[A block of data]
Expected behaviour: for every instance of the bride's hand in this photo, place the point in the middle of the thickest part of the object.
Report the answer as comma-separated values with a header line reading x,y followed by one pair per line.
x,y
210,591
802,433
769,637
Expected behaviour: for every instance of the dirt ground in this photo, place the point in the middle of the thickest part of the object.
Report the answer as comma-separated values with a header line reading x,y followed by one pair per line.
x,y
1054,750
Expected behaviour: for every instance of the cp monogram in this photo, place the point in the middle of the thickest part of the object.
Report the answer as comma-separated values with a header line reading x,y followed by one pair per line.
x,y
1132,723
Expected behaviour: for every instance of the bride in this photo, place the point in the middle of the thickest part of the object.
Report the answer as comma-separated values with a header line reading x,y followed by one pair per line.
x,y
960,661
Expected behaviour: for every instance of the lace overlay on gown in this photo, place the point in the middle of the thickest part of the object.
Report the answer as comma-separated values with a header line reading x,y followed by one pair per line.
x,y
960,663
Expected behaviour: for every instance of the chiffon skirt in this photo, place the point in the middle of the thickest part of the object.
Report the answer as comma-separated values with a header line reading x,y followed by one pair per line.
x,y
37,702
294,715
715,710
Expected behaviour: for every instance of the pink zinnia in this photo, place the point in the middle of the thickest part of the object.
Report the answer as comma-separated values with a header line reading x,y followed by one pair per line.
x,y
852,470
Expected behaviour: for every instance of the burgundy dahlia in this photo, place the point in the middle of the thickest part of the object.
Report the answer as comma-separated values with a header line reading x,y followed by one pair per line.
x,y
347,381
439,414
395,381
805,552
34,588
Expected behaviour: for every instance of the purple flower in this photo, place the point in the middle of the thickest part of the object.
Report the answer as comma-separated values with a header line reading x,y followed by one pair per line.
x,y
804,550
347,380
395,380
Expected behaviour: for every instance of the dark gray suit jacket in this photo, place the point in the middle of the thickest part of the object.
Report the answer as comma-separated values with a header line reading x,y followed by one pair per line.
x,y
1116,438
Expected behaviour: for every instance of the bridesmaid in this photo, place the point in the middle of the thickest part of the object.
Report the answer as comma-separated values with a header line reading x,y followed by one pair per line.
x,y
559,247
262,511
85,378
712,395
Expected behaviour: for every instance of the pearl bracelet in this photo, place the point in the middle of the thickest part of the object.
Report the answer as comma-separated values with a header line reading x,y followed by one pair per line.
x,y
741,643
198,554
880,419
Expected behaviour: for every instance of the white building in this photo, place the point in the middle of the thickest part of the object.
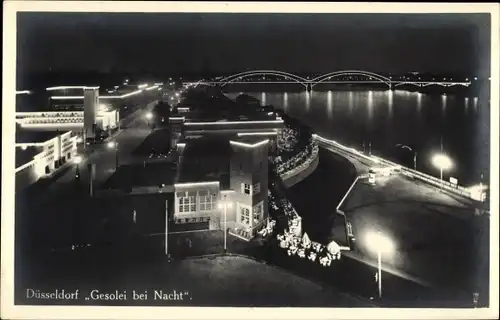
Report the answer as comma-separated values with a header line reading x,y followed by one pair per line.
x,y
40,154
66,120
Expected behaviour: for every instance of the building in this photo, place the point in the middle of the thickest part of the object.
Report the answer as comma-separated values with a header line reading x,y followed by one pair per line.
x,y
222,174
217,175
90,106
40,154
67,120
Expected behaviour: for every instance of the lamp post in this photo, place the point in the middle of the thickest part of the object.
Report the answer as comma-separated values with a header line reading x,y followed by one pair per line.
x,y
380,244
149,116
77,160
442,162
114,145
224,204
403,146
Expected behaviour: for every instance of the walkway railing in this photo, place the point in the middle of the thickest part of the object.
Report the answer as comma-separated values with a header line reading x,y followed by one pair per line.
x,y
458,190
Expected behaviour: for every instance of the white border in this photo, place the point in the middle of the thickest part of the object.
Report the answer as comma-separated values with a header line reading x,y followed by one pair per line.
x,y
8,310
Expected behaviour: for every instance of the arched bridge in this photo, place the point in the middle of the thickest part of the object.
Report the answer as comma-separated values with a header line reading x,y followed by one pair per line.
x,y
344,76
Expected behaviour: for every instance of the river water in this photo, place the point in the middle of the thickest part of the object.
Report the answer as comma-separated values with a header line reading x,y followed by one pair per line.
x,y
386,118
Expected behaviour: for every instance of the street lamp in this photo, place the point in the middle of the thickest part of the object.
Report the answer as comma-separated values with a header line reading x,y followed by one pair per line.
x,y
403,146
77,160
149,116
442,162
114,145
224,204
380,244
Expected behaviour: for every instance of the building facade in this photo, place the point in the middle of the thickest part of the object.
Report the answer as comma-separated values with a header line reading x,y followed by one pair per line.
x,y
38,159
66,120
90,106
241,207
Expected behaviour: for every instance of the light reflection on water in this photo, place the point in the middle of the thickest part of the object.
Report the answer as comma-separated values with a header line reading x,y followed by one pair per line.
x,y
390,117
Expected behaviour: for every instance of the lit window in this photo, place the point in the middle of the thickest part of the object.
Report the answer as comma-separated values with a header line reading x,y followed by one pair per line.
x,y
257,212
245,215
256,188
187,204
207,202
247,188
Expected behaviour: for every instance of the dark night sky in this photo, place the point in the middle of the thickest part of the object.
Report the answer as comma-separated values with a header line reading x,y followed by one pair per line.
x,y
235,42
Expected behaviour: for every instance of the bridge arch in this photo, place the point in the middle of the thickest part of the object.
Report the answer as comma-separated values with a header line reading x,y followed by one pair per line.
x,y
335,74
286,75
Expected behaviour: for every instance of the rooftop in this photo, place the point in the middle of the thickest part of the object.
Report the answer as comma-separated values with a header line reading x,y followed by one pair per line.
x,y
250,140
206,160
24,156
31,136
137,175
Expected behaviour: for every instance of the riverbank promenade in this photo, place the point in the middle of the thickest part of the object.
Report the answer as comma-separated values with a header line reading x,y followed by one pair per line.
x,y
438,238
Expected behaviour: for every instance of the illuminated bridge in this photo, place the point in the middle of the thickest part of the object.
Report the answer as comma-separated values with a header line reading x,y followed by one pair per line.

==

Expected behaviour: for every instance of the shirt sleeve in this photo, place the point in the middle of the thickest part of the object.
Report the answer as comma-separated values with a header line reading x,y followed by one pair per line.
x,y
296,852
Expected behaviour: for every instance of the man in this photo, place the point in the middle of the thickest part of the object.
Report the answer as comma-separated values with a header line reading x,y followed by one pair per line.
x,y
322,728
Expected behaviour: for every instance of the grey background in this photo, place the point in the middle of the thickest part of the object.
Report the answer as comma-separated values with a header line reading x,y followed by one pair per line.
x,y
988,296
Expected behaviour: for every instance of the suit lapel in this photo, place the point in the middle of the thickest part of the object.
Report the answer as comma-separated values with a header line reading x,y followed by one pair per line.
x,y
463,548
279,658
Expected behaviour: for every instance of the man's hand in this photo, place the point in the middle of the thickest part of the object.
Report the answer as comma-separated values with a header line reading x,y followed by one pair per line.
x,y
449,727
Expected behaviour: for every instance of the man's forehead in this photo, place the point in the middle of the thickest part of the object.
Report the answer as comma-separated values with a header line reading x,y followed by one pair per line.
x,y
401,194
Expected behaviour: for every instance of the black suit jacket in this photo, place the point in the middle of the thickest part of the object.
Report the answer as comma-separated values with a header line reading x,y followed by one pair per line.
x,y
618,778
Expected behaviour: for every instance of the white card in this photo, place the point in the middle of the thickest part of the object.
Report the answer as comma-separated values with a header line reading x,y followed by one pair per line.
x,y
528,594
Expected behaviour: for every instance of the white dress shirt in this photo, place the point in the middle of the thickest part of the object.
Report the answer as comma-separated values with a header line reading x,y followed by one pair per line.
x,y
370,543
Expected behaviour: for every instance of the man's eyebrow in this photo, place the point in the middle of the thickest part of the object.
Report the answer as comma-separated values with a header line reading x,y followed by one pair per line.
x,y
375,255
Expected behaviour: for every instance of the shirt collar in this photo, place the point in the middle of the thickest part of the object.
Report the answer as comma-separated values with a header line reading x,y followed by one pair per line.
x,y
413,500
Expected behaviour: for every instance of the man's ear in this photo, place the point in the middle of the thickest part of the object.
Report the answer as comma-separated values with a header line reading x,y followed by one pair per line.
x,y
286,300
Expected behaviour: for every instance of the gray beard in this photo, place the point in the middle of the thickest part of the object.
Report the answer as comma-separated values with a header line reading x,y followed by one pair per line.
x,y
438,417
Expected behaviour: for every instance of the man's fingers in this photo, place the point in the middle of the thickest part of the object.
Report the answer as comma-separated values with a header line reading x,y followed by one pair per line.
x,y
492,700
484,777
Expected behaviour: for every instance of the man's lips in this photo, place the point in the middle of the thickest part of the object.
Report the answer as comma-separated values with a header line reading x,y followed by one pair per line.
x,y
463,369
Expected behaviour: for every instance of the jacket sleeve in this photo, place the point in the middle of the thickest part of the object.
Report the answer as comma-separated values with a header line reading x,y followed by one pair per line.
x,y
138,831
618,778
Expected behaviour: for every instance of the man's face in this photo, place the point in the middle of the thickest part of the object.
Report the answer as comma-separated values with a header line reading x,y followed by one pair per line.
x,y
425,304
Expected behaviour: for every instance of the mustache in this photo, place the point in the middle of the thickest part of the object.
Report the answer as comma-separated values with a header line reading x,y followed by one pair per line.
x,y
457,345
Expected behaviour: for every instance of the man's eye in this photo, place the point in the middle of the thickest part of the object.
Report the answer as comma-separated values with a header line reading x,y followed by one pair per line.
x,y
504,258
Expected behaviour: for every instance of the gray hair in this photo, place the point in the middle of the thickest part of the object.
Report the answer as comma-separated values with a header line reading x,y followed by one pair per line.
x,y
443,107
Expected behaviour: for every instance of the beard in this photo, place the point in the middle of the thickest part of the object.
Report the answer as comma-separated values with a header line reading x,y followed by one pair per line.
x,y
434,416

* * *

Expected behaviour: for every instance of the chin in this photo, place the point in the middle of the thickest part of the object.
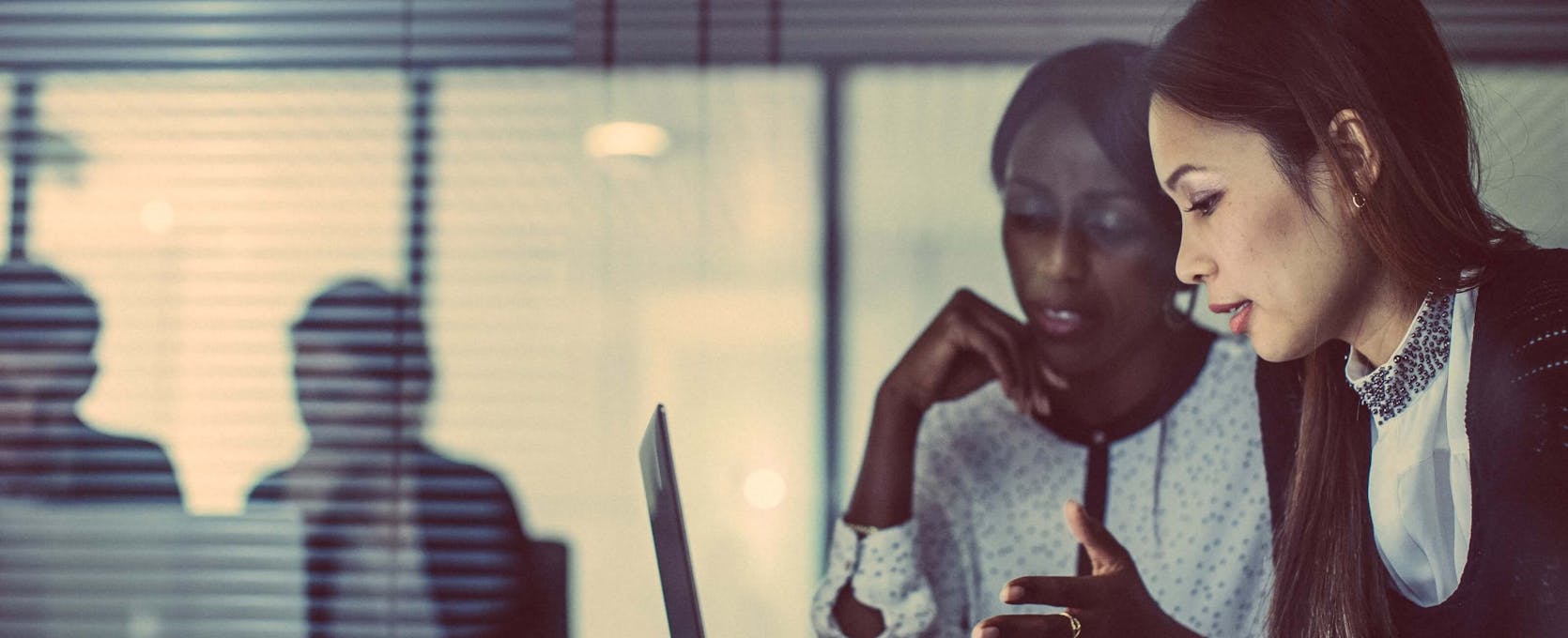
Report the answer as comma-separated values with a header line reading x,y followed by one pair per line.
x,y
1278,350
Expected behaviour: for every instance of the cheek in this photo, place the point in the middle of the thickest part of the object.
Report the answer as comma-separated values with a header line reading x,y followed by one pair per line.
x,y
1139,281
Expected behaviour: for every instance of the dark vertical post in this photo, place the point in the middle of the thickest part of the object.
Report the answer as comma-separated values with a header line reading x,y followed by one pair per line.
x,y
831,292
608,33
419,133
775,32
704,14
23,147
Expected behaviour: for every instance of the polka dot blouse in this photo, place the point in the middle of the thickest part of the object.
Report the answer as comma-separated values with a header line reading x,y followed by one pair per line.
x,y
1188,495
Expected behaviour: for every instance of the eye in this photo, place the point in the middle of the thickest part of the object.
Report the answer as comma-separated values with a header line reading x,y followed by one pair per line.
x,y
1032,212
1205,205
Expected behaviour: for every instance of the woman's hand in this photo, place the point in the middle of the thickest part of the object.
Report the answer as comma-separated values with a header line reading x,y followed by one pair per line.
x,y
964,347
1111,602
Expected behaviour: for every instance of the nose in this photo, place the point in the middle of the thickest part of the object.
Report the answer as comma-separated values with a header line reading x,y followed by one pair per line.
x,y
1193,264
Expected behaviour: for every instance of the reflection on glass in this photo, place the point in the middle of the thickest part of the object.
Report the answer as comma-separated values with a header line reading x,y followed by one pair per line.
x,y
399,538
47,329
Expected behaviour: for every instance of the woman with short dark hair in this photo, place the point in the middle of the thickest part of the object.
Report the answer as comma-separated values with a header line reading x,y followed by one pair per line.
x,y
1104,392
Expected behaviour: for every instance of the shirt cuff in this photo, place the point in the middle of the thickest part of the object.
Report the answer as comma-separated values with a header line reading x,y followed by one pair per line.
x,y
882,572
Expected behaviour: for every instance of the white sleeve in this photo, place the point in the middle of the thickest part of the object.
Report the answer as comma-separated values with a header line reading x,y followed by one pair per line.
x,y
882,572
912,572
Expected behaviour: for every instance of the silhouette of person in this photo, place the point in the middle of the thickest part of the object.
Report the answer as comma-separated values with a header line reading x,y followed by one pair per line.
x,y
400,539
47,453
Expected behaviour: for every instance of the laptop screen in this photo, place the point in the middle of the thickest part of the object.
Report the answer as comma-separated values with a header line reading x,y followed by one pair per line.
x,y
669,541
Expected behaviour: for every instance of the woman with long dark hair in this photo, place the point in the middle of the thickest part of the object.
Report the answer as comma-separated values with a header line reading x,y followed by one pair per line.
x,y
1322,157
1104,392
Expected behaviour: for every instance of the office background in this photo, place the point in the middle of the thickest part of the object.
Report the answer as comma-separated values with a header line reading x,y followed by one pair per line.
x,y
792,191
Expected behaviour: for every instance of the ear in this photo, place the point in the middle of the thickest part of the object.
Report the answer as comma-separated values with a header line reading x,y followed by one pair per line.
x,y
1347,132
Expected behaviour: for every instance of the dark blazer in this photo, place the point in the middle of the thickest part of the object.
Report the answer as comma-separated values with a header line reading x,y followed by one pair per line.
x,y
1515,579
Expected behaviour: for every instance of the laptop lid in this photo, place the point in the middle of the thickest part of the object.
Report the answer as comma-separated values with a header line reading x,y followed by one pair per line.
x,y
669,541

• [PROBLEM DETAILS]: Count the lines of the material above that contain the string "beard", with case counting. Reply with the number only.

• [TASK ANSWER]: 2